** Source material follows **

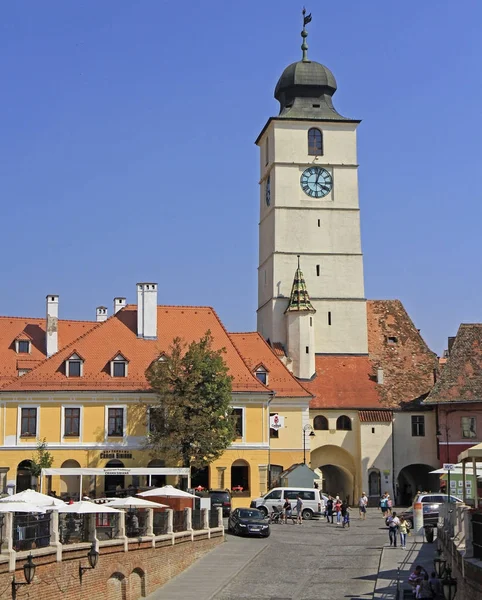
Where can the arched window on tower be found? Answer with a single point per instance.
(343, 423)
(315, 142)
(320, 423)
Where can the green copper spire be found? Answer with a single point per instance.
(299, 298)
(304, 35)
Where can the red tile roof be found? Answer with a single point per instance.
(396, 347)
(375, 416)
(118, 334)
(461, 378)
(33, 329)
(255, 352)
(343, 381)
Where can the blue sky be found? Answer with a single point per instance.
(127, 149)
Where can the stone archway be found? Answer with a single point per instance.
(338, 471)
(24, 476)
(413, 478)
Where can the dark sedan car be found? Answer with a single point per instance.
(248, 521)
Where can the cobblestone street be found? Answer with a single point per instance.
(312, 561)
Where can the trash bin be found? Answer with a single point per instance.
(429, 533)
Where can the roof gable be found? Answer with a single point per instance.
(117, 336)
(461, 378)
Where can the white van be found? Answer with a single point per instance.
(313, 501)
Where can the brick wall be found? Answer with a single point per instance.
(119, 575)
(468, 572)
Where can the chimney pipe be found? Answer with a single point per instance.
(119, 303)
(147, 311)
(101, 313)
(52, 325)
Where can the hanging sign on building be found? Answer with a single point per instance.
(276, 422)
(116, 454)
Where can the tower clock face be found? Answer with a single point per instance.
(316, 182)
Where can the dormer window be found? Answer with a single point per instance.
(118, 366)
(262, 374)
(74, 366)
(22, 346)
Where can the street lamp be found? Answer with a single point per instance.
(29, 573)
(306, 428)
(93, 557)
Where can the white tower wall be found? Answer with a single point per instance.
(301, 343)
(52, 325)
(324, 232)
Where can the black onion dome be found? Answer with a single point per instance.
(305, 90)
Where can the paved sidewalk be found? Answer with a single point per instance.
(212, 572)
(396, 565)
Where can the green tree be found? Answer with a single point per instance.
(191, 423)
(42, 459)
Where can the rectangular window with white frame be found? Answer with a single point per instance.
(72, 422)
(238, 414)
(115, 421)
(469, 427)
(28, 422)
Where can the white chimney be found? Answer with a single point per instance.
(147, 311)
(101, 314)
(52, 325)
(119, 303)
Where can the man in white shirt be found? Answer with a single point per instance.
(393, 526)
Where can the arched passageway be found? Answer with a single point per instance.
(70, 484)
(338, 471)
(413, 478)
(114, 482)
(24, 476)
(200, 477)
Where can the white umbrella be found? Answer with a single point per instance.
(21, 507)
(84, 507)
(168, 492)
(34, 498)
(135, 503)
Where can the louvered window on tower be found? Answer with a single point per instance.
(315, 142)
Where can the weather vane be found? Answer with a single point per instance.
(304, 34)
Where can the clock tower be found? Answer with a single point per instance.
(309, 209)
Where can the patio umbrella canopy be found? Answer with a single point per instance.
(133, 502)
(167, 491)
(21, 507)
(85, 508)
(34, 498)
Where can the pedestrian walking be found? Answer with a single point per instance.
(389, 504)
(436, 586)
(299, 510)
(329, 509)
(393, 526)
(384, 504)
(337, 509)
(404, 529)
(362, 506)
(424, 589)
(345, 514)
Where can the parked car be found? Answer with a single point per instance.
(430, 515)
(313, 500)
(248, 521)
(221, 499)
(435, 498)
(430, 507)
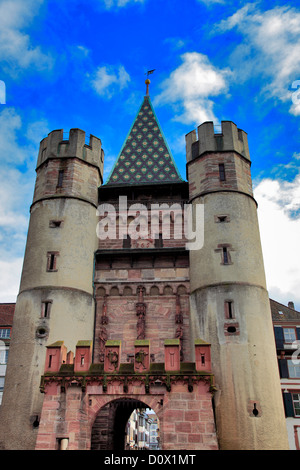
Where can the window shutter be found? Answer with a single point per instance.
(288, 404)
(283, 368)
(279, 338)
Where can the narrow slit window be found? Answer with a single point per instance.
(60, 178)
(225, 255)
(46, 306)
(55, 223)
(222, 172)
(159, 241)
(127, 242)
(52, 261)
(229, 313)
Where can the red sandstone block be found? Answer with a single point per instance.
(195, 438)
(209, 439)
(191, 416)
(183, 427)
(198, 428)
(209, 428)
(206, 415)
(170, 438)
(174, 415)
(194, 405)
(178, 404)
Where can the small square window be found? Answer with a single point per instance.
(222, 172)
(289, 335)
(4, 332)
(294, 369)
(296, 403)
(60, 178)
(55, 223)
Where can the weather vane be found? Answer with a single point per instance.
(148, 81)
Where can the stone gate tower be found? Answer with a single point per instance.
(117, 311)
(229, 302)
(56, 290)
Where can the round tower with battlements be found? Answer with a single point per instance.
(229, 300)
(55, 300)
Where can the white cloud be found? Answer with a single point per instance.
(279, 220)
(16, 48)
(191, 86)
(120, 3)
(108, 80)
(17, 177)
(270, 47)
(10, 279)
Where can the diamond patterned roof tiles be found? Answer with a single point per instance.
(145, 157)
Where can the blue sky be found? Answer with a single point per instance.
(82, 64)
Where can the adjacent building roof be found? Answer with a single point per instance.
(145, 157)
(7, 313)
(283, 313)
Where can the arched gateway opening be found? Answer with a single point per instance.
(109, 428)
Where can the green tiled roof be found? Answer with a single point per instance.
(145, 157)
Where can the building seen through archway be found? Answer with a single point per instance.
(125, 424)
(142, 430)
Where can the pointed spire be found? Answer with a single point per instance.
(147, 86)
(145, 157)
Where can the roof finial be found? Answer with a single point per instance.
(147, 82)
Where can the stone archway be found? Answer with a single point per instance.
(108, 430)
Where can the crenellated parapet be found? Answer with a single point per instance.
(74, 144)
(230, 139)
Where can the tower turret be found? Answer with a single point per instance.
(229, 301)
(56, 291)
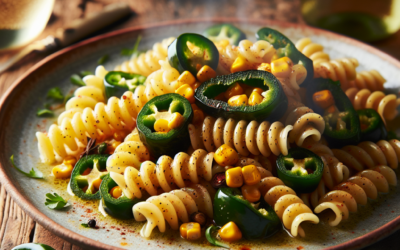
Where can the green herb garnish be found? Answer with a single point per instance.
(32, 174)
(54, 201)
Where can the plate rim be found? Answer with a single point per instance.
(84, 241)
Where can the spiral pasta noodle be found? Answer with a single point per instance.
(254, 53)
(385, 105)
(371, 80)
(147, 63)
(314, 51)
(172, 207)
(345, 197)
(343, 70)
(368, 154)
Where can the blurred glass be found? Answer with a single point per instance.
(22, 20)
(366, 20)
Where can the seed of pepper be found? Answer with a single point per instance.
(92, 223)
(218, 180)
(199, 218)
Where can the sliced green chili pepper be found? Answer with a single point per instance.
(254, 224)
(120, 208)
(191, 52)
(224, 31)
(271, 108)
(285, 47)
(116, 83)
(336, 138)
(163, 107)
(300, 169)
(82, 185)
(372, 126)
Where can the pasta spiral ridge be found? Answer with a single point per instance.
(385, 105)
(166, 174)
(345, 197)
(314, 51)
(369, 154)
(172, 207)
(147, 63)
(343, 70)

** End of Source material **

» Assignment:
Output all of the data above exactly; no pictures should appear.

» Answer to the problem:
Where can the arched window on tower be found? Answer with a single point per instance.
(343, 423)
(315, 142)
(320, 423)
Where can the green copper spire be found? Answer with a single point per instance.
(299, 298)
(304, 35)
Where can the red tile roof be found? Answer with a single point per instance.
(396, 347)
(375, 416)
(118, 334)
(461, 378)
(33, 329)
(255, 352)
(343, 381)
Where can the blue sky be found? Answer with a single point per instance.
(127, 149)
Where can the stone archway be found? Answer with a single point per instance.
(338, 471)
(24, 476)
(413, 478)
Where can the dark sedan car be found? Answer with a single point per instance.
(248, 521)
Where can the cobblestone street be found? Answer with a single point per instance.
(312, 561)
Where can the trash bin be found? Answer with a single point per instance.
(429, 533)
Where can the roof gable be found? Answer with a single point per instance.
(117, 336)
(461, 378)
Where can the white van be found? Answer with a single point per instance.
(313, 501)
Where can the brick wall be found? Answer with a single point per instance.
(119, 575)
(468, 572)
Where can the chimney pipe be found? Answer with a single point per instance.
(119, 303)
(147, 311)
(101, 313)
(52, 325)
Where can the hanging sign on building be found? Answer with a single point per instance.
(276, 422)
(116, 454)
Where can the tower clock face be found? Answer with a single point per instance.
(316, 182)
Where can the dormer window be found? Answer with a single point per instance.
(118, 366)
(262, 374)
(74, 366)
(22, 346)
Where can the street lamp be found? Answer with a single point per instance.
(29, 573)
(306, 428)
(93, 557)
Where can the white tower wall be found? Answer with a single point per instance.
(301, 343)
(52, 325)
(324, 232)
Where can the black onion dome be found? Answer with a single point per instance.
(305, 90)
Where can the paved sidewalk be found? Answer with a single point per instance.
(212, 572)
(396, 565)
Where can the green tree be found? Answer with a single point per instance.
(191, 423)
(42, 459)
Where can the rectangular window with white frame be found? Answer with a single point per instance.
(72, 422)
(238, 414)
(115, 421)
(469, 427)
(28, 422)
Where can the white chimney be found? Answer with a single point per instance.
(147, 311)
(101, 314)
(52, 325)
(119, 303)
Where can the man in white shirt be found? Answer with a single point per instance.
(393, 526)
Where can the arched passageway be found? Answer with a single point per instance.
(70, 484)
(338, 471)
(413, 478)
(114, 482)
(24, 476)
(200, 477)
Where can the white umbrella be found? Answer with a single point per instance.
(21, 507)
(84, 507)
(168, 492)
(34, 498)
(135, 503)
Where can the louvered window on tower be found? Answer with a single point per instance.
(315, 142)
Where can the weather vane be found? Answer with a single point per instance.
(304, 34)
Where can the clock tower be found? Answer with a single point per instance.
(309, 209)
Where can the patio umbrella canopy be found? Answer with a single point per instance.
(133, 502)
(167, 491)
(21, 507)
(85, 508)
(34, 498)
Where can the pedestrian walking be found? Answer with a single point per instance.
(389, 504)
(436, 586)
(299, 510)
(329, 509)
(393, 526)
(384, 504)
(337, 509)
(404, 529)
(362, 506)
(424, 589)
(345, 514)
Where can the parked car be found? Answer with a single point per instance.
(430, 515)
(313, 500)
(248, 521)
(221, 499)
(435, 498)
(430, 507)
Where can the window shutter be found? Answer with a single point per instance.
(288, 404)
(283, 368)
(279, 338)
Where can the narrow slit window be found? Answer with a single point per instance.
(60, 178)
(225, 255)
(46, 306)
(55, 223)
(222, 172)
(159, 241)
(127, 242)
(52, 261)
(229, 313)
Where can the red sandstone block be found? Answer with a single point per instance.
(195, 438)
(209, 439)
(191, 416)
(183, 427)
(198, 428)
(209, 428)
(206, 415)
(170, 438)
(174, 415)
(194, 405)
(178, 404)
Where can the small square window be found? Answer with a single point per instance.
(222, 172)
(289, 335)
(4, 332)
(294, 369)
(296, 403)
(60, 178)
(55, 223)
Where can the weather vane be found? Answer with a single point per instance.
(148, 81)
Where can the stone gate tower be found? Answer with a single point per instance.
(117, 311)
(229, 302)
(56, 290)
Where can the round tower with battlements be found? Answer with a single point per instance.
(229, 300)
(55, 300)
Where can the white cloud be found? Answer with a single point per instance.
(279, 220)
(16, 48)
(191, 86)
(120, 3)
(108, 80)
(17, 177)
(270, 47)
(10, 279)
Where can the diamond patterned roof tiles be found? Answer with a single point per instance.
(145, 157)
Where can the blue sky be found? Answer with a single point per instance.
(82, 64)
Where can the adjacent building roof be found? Answer with a single point per instance.
(145, 157)
(7, 313)
(283, 313)
Where can the arched gateway opening be found? Answer with a single point per instance.
(109, 428)
Where can the green tiled roof be found? Answer with a single point per instance.
(145, 157)
Where can the building seen through archway be found? Answer with a single point per instance.
(125, 424)
(142, 430)
Where can the pointed spire be found? Answer with a single point per instance.
(147, 86)
(145, 157)
Where can the roof finial be found? Answer with a single point per instance.
(147, 82)
Where can the stone archway be found? Answer with a single point per instance.
(108, 430)
Where can the crenellated parapet be found? Answer with a single point per instance.
(74, 144)
(230, 139)
Where can the tower turret be found? Answer with a single point per instance.
(229, 301)
(56, 291)
Where can the green herb garnish be found? Answer with a single point per instance.
(32, 174)
(54, 201)
Where can the plate rim be found? Answer with a single point per instance.
(84, 241)
Where can the spiral pasta noodle be found? Answer with a single point per instance.
(254, 53)
(385, 105)
(371, 80)
(147, 63)
(314, 51)
(172, 207)
(345, 197)
(343, 70)
(368, 154)
Where can the blurred glass be found? Answer with a single point per instance.
(22, 20)
(366, 20)
Where can the seed of pepper be found? Answer with a single point per instance.
(92, 223)
(218, 180)
(199, 218)
Where can the sliced green chili pepper be found? Answer with a single point per instance.
(254, 224)
(120, 208)
(191, 52)
(224, 31)
(271, 108)
(285, 47)
(116, 83)
(336, 138)
(163, 107)
(300, 169)
(82, 185)
(372, 126)
Where can the pasta spiral ridge be found? Answer with a single point per instance.
(385, 105)
(166, 174)
(345, 197)
(314, 51)
(369, 154)
(172, 207)
(147, 63)
(343, 70)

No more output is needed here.